▶ [The problem]:
Please reproduce, unchanged, only the stretch of the entries below that opens with the line containing "Draw the outline of every instance of the man in" and closes with the line containing "M124 10L85 11L84 16L87 60L126 64Z". Include both of those lines.

START

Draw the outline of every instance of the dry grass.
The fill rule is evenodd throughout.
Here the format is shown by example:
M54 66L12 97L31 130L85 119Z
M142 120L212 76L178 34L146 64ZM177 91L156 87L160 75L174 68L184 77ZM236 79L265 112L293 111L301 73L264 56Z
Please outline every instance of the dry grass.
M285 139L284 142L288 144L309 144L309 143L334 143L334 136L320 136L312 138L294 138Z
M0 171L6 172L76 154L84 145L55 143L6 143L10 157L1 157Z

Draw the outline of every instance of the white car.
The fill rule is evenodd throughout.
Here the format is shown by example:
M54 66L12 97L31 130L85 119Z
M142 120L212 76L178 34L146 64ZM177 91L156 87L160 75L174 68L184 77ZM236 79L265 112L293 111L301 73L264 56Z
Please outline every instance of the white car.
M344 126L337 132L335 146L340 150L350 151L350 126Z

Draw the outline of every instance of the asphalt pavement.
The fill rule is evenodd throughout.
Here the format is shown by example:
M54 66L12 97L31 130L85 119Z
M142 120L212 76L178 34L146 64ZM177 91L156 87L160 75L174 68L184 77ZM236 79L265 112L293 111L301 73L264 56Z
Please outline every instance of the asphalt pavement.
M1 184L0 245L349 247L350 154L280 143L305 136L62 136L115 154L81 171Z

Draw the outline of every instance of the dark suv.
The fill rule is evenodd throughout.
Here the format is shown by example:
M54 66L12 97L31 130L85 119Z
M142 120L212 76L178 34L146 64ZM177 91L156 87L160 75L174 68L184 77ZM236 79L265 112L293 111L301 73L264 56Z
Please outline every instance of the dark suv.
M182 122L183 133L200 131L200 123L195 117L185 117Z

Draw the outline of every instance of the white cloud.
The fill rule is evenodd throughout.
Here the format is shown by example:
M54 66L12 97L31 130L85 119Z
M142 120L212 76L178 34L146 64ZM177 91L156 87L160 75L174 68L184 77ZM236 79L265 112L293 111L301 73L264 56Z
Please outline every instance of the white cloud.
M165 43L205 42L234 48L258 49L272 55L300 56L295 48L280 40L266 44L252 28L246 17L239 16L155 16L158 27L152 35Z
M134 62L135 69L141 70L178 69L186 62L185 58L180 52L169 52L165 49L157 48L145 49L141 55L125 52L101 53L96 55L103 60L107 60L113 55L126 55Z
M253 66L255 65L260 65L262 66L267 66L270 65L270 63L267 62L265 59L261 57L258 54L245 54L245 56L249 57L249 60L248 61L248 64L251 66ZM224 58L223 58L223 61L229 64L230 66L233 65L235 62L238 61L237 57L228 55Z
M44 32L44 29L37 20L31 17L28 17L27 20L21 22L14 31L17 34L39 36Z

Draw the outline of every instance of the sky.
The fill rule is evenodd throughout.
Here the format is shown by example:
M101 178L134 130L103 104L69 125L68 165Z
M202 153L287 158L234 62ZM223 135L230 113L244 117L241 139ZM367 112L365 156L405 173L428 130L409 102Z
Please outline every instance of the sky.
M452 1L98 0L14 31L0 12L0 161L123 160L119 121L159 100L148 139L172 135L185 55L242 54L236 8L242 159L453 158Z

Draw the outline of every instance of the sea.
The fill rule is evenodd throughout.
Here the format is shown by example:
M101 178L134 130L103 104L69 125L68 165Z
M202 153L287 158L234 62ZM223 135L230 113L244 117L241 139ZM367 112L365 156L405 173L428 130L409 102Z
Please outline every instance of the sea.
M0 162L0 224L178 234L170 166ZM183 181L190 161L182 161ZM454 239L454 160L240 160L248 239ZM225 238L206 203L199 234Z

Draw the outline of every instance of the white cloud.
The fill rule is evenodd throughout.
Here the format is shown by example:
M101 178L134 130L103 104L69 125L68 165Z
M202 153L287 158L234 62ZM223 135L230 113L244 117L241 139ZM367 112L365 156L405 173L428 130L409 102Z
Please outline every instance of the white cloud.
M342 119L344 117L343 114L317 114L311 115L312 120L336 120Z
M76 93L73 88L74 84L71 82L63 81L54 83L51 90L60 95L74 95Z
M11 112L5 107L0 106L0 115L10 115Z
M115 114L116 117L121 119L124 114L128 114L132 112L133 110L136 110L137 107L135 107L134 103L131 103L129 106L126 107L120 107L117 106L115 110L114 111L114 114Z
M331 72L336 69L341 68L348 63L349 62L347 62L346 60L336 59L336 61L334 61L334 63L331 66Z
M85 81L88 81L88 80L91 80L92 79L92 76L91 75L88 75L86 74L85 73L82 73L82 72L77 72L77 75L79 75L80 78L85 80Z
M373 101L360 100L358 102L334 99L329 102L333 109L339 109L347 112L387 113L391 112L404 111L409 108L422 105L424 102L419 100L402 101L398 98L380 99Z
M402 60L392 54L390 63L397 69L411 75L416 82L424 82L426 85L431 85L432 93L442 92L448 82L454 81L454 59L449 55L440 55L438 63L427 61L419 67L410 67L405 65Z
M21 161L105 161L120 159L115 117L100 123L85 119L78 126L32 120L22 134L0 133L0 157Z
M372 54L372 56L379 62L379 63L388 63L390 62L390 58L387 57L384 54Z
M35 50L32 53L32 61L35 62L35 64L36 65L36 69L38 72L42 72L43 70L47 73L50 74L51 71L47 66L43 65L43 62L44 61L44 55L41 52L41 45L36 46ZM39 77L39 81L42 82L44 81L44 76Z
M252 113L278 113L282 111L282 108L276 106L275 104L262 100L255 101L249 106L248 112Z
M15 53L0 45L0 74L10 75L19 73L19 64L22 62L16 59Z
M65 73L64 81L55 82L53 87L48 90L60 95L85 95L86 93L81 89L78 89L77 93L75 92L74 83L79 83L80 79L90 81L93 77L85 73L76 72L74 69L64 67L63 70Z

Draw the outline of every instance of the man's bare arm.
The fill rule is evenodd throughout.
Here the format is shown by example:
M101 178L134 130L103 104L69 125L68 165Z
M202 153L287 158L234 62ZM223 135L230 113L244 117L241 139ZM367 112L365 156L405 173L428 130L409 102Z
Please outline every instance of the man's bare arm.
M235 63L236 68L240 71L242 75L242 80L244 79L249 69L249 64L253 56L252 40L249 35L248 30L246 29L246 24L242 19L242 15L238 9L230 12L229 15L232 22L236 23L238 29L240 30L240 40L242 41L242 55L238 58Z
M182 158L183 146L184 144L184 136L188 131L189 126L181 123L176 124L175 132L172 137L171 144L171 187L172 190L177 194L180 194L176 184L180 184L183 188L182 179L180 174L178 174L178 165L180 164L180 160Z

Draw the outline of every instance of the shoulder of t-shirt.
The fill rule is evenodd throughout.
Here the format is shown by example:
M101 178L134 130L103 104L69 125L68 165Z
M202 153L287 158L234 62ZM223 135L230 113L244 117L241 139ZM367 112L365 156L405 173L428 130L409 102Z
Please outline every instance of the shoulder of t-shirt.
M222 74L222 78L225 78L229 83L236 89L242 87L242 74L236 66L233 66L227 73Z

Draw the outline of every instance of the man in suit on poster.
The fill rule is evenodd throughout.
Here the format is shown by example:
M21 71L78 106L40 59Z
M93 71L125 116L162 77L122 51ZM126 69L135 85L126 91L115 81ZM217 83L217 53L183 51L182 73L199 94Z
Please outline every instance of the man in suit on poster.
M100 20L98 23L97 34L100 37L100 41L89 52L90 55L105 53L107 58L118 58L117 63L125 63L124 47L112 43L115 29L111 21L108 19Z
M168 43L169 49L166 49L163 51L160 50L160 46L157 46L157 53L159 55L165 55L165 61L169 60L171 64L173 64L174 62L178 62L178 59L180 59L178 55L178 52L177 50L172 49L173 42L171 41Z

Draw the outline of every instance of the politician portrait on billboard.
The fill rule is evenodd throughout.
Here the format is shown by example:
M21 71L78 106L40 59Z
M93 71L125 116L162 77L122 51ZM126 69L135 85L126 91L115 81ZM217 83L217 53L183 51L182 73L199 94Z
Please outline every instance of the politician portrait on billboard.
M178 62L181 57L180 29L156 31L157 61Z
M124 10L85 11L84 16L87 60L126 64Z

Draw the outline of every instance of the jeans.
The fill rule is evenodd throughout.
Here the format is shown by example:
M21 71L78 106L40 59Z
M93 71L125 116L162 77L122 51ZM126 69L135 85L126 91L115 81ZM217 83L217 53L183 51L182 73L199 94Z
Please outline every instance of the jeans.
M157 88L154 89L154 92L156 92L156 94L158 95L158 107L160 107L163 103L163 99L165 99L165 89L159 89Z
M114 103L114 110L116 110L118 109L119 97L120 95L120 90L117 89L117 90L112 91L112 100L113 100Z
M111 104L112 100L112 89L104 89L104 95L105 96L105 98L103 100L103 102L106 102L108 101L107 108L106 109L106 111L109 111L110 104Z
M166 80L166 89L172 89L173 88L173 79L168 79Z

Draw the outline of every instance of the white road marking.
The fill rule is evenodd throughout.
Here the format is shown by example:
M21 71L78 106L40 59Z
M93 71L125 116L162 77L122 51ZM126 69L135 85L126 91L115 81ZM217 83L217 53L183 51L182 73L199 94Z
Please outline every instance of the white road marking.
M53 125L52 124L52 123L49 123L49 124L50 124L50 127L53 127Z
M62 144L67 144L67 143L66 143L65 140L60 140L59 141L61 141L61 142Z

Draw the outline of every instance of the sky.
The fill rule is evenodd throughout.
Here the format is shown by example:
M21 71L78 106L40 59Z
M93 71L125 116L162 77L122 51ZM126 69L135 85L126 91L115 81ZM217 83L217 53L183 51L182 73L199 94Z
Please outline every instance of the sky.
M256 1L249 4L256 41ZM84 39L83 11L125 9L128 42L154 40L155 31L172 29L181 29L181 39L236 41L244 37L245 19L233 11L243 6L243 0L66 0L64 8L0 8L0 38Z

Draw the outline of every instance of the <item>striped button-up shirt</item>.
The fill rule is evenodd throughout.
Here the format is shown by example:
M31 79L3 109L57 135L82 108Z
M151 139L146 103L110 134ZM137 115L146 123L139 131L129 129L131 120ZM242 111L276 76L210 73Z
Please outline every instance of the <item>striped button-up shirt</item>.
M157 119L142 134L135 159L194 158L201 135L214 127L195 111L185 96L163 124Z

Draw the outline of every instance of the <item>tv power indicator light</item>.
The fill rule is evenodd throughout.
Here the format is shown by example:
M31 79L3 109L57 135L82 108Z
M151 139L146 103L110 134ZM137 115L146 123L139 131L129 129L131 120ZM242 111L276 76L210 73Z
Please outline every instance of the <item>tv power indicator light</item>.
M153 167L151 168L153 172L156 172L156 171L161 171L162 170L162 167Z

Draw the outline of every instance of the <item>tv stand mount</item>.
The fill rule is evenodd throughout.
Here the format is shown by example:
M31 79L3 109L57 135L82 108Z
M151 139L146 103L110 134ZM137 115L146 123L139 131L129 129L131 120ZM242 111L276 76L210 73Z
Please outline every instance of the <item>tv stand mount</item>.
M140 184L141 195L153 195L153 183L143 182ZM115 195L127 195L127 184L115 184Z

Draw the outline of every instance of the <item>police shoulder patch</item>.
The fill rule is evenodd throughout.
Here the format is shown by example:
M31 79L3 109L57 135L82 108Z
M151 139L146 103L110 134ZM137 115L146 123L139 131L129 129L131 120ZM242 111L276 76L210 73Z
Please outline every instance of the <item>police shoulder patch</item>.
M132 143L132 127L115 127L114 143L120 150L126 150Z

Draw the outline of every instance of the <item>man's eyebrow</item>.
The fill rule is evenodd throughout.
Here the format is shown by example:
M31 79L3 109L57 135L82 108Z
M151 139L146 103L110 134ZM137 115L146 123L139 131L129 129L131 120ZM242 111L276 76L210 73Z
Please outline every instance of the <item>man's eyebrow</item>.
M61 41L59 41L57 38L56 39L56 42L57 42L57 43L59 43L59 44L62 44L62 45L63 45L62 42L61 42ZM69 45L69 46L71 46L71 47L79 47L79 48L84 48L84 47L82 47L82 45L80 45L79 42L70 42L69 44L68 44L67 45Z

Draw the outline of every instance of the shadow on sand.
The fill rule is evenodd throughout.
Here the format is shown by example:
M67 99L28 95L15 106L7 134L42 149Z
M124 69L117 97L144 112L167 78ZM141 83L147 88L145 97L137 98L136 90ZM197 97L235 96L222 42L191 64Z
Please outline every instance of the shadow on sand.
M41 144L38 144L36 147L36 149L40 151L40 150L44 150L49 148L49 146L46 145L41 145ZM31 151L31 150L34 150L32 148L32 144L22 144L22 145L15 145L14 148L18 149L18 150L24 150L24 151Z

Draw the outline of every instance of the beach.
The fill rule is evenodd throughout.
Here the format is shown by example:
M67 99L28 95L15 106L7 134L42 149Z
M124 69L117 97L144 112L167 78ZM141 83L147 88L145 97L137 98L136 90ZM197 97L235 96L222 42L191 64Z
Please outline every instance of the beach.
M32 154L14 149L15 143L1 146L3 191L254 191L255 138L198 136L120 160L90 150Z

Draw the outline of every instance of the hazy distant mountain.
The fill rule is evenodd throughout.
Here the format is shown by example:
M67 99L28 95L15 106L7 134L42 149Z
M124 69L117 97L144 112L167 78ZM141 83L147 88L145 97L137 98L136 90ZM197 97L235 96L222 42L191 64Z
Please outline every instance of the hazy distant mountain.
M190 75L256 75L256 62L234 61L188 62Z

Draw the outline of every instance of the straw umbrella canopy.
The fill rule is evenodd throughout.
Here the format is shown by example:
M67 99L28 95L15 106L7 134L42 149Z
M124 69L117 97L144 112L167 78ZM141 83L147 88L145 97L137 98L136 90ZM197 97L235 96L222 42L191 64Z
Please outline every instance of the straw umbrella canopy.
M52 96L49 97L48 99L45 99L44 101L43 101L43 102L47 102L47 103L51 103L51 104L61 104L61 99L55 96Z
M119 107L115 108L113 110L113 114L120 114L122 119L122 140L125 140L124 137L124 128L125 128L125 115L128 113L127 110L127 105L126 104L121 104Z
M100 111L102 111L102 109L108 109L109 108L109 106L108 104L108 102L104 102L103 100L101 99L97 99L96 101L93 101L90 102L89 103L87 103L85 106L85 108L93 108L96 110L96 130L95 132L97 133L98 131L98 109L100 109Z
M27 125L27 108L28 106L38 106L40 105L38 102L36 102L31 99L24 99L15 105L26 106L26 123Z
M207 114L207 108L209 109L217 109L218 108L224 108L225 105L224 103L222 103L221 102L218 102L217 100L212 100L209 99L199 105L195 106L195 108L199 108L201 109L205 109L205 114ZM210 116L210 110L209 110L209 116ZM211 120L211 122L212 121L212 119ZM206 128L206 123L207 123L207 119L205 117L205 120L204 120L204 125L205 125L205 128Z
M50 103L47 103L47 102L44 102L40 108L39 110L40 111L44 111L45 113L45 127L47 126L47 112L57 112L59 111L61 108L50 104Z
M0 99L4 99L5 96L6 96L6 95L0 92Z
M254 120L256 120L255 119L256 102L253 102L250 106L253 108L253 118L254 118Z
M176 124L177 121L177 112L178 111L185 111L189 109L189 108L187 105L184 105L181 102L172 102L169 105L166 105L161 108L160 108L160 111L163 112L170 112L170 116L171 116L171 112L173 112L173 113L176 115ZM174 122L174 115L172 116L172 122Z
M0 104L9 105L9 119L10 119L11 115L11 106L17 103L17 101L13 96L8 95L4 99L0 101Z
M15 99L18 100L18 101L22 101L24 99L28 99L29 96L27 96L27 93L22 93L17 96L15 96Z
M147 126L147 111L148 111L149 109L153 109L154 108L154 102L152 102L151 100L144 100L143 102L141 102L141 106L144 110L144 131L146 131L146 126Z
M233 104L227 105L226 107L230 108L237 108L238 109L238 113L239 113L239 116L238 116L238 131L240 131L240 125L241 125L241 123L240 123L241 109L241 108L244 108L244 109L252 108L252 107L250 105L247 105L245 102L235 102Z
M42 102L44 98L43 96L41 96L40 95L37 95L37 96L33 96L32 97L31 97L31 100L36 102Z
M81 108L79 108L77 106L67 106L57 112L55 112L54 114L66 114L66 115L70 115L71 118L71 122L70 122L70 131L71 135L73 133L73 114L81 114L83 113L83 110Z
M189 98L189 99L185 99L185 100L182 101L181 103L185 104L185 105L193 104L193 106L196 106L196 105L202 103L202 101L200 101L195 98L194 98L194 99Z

END

▶ [The answer]:
Draw the outline of every instance of the man in suit on poster.
The fill rule is evenodd throughout.
Here the format is shown by example:
M21 71L78 106L40 59Z
M93 71L125 116L162 77L122 51ZM126 69L135 85L126 91L115 81ZM217 83L217 53L183 51L182 73L199 94Z
Please outline every instance of the man in suit on poster.
M100 20L98 23L97 34L100 37L100 41L89 52L90 55L105 53L107 58L118 58L117 63L125 63L124 47L112 43L115 29L111 21L108 19Z
M168 43L169 49L166 49L163 51L160 50L160 46L157 46L157 53L159 55L165 55L165 61L169 60L171 64L173 64L174 62L178 62L178 59L180 59L178 55L178 52L177 50L172 49L173 42L171 41Z

Draw the outline of every instance of the politician portrait on billboard.
The fill rule is evenodd throughout.
Here the format is shown by example:
M21 71L78 106L40 59Z
M93 71L125 116L162 77L122 51ZM126 69L135 85L126 91L115 81ZM217 83L217 53L183 51L182 73L199 94Z
Please outline every instance of the politician portrait on billboard.
M178 62L181 57L180 29L156 31L157 61Z
M124 10L85 11L84 16L87 60L126 64Z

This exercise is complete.